DATA PROVIDED
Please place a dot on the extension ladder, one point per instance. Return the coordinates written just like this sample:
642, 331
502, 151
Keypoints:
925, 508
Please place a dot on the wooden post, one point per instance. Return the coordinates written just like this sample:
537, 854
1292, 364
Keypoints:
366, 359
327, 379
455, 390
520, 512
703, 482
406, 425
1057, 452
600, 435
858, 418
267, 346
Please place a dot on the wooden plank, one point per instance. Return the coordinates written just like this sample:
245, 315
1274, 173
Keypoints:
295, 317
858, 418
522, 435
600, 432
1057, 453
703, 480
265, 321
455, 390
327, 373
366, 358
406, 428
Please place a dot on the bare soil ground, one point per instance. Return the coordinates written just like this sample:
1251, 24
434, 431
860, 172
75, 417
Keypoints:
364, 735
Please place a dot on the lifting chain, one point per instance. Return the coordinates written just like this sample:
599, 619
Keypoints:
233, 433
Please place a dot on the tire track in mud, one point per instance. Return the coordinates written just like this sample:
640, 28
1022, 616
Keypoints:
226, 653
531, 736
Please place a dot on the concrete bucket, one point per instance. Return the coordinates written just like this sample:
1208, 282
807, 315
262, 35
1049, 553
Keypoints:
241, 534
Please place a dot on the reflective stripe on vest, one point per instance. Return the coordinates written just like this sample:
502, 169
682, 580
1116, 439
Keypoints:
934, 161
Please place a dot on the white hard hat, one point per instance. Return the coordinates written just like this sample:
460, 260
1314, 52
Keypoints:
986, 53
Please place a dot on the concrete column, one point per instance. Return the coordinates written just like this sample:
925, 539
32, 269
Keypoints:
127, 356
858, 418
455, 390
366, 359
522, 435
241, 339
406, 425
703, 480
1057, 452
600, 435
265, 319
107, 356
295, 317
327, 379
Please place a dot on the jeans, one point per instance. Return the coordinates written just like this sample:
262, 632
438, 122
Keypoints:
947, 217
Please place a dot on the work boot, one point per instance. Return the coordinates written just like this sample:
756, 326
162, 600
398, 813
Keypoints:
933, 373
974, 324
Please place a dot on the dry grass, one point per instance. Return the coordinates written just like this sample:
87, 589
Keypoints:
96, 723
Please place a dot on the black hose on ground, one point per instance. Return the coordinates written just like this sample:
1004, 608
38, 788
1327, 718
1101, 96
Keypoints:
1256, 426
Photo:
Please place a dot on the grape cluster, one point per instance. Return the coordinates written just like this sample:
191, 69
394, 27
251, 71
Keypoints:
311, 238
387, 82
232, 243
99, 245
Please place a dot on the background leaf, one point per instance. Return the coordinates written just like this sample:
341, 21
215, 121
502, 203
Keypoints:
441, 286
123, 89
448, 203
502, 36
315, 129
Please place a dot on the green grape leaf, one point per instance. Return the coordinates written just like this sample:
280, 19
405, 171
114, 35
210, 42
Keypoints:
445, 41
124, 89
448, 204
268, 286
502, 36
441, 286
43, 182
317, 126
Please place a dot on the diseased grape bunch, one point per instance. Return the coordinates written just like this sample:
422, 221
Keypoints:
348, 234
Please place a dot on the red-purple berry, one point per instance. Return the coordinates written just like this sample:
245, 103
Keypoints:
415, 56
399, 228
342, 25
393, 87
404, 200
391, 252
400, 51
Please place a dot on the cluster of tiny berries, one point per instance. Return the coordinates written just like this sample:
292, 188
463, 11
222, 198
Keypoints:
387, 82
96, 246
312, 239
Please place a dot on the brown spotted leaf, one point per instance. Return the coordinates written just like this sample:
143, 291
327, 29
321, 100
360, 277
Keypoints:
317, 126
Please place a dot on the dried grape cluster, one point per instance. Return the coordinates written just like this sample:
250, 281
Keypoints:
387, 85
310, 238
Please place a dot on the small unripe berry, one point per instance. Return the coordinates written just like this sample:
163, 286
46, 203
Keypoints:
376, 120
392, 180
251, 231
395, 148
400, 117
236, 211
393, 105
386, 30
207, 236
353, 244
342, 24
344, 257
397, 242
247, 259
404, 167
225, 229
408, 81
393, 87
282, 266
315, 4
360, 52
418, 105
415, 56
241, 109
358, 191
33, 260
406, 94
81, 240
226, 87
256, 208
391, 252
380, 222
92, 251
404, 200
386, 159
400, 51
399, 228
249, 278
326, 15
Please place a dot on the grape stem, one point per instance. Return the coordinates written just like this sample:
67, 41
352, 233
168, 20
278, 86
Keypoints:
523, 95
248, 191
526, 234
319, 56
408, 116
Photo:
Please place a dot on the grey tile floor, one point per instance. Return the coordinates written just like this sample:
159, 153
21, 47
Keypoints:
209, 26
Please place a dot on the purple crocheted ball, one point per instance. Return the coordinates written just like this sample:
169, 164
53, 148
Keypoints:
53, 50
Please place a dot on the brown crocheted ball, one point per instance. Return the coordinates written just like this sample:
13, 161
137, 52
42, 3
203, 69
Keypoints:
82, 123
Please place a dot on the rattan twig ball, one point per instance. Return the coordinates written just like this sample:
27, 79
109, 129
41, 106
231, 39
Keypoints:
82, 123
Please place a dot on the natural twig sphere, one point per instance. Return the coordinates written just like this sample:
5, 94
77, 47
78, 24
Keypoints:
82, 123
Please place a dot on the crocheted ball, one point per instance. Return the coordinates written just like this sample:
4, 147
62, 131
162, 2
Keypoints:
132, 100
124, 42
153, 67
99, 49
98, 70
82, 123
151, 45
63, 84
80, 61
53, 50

WHAT NEEDS TO BE DONE
From the first line to the last, retype the records exactly.

WRITTEN REPLY
Please place a dot on the extension ladder, one point per instance. Return the coordinates written just like this sample:
642, 331
502, 151
Keypoints:
925, 508
Please place a dot on the wooden post, one point per instance. Return the coordinates written just like this sample:
537, 854
1292, 364
Keypoints:
366, 359
327, 379
455, 390
520, 512
703, 482
406, 425
1057, 452
600, 435
858, 418
267, 346
Please place a dot on the wooden plank, one point per instance. Return the coordinates written just like this sample:
245, 315
1274, 173
Keypoints:
295, 317
858, 418
522, 435
600, 432
1057, 453
703, 480
265, 321
455, 390
327, 373
366, 358
406, 428
Please place a dot on the bare soil ground, one point per instance. Return the coordinates written just like this sample:
1251, 24
434, 431
860, 172
75, 417
Keypoints:
364, 735
Please place a dot on the lifting chain, one point per instance. Return the coordinates written just like this sample:
599, 619
Keypoints:
233, 433
Please place a dot on the tire track in mud, one point per instance. Return the coordinates written just like this sample:
640, 28
1022, 616
Keypoints:
226, 653
531, 736
Please place a dot on the concrete bucket, one point per instance. Return the coordinates written just like this sample:
1208, 282
807, 315
262, 35
1049, 553
Keypoints:
241, 534
Please place a dot on the reflective stripe on vest, one point per instance. Return the coordinates written just like this sample:
502, 169
682, 580
1116, 439
Keypoints:
934, 161
Please place a dot on the white hard hat, one point per instance. Return the coordinates written just like this sample:
460, 260
1314, 52
Keypoints:
986, 53
Please place a dot on the concrete column, one point per instance. Return the coordinates written just like this sample:
925, 539
32, 269
Keypoints:
127, 356
858, 418
455, 390
366, 359
522, 435
241, 339
406, 425
703, 480
1057, 452
600, 435
265, 319
107, 356
295, 317
327, 379
Please place a dot on the jeans, one point per instance. Return the coordinates written just like this sample:
262, 632
438, 122
Keypoints:
947, 217
Please place a dot on the work boot, one point per instance. Return the coordinates written just like this sample:
756, 326
162, 600
398, 813
Keypoints:
933, 373
974, 324
Please place a dot on the dry grass, one point per instance. Return the coordinates written just like this sample:
87, 589
Keypoints:
96, 723
Please place a dot on the black hose on ground, one point per instance. Return the coordinates written just like this sample:
1004, 608
38, 788
1327, 718
1101, 96
Keypoints:
1256, 426
Photo:
Please place a dot on the grape cluster, one point per instance. Return the coordinates written just like this sample:
191, 69
394, 27
251, 71
Keypoints:
311, 238
387, 82
232, 243
99, 245
Please place a dot on the background leaf, one point per instance. Return the coordinates written just like this sample:
341, 21
215, 121
502, 203
Keypoints:
441, 286
123, 89
448, 203
502, 36
315, 129
Please place a dot on the green grape leaf, one point per instance. Return the coordinates written just like this sample:
280, 19
405, 171
114, 35
210, 42
Keypoints:
445, 41
124, 89
448, 204
268, 286
502, 36
441, 286
43, 182
317, 126
Please place a dot on the diseased grape bunch, one point per instance. Return the coordinates written just like this sample:
422, 221
Keypoints:
348, 234
Please place a dot on the red-purple berry, one point per instance. Return the coordinates written just like this sample:
245, 103
Keypoints:
415, 56
399, 228
342, 25
393, 87
404, 200
391, 252
400, 51
Please place a dot on the cluster of tiny berries, one point per instance. Return the coordinates written just like this sample:
292, 188
463, 11
222, 198
Keypoints:
387, 82
96, 246
312, 239
Please place a dot on the brown spotted leaf, one point per instance. Return the coordinates written just like this sample:
143, 291
327, 29
321, 100
360, 277
Keypoints:
317, 126
Please place a dot on the dried grape cluster, one point per instance. Return the coordinates written just like this sample:
250, 281
Keypoints:
387, 85
310, 238
Please place a dot on the small unripe berry, one point per instance. Return the coordinates written just like this sample:
163, 286
46, 203
Keypoints:
376, 120
392, 180
251, 231
395, 148
400, 117
236, 211
393, 105
386, 30
207, 236
353, 244
342, 24
344, 257
397, 242
247, 259
404, 167
225, 229
408, 81
393, 87
282, 266
315, 4
360, 52
418, 105
415, 56
241, 109
358, 191
33, 260
406, 94
81, 240
226, 87
256, 208
391, 252
380, 222
92, 251
404, 200
386, 159
400, 51
399, 228
249, 278
326, 15
Please place a dot on the grape stem, one point per instance. Return the coordinates written just like this sample:
67, 41
352, 233
168, 20
278, 86
Keypoints:
523, 95
248, 191
526, 234
319, 56
408, 116
Photo:
Please place a dot on the grey tile floor, one point per instance. Return the coordinates written just like this sample:
159, 153
21, 47
Keypoints:
209, 26
Please place a dot on the purple crocheted ball, one point per instance. Return the coordinates written just like this sample:
169, 164
53, 148
Keypoints:
53, 50
Please place a dot on the brown crocheted ball, one point per instance. Return the coordinates written just like this sample:
13, 161
137, 52
42, 3
203, 69
Keypoints:
82, 123
Please place a dot on the rattan twig ball, one point per instance. Return the coordinates written just like this sample:
27, 79
109, 129
41, 106
231, 39
Keypoints:
82, 123
Please place a dot on the natural twig sphere, one point per instance. Return the coordinates written just like this sample:
5, 94
77, 47
78, 24
Keypoints:
82, 123
Please place a dot on the crocheted ball, one point per instance. Return the coordinates written just like this sample:
4, 147
62, 131
162, 2
Keypoints:
132, 100
124, 42
153, 67
99, 49
98, 70
82, 123
151, 45
63, 84
80, 61
53, 50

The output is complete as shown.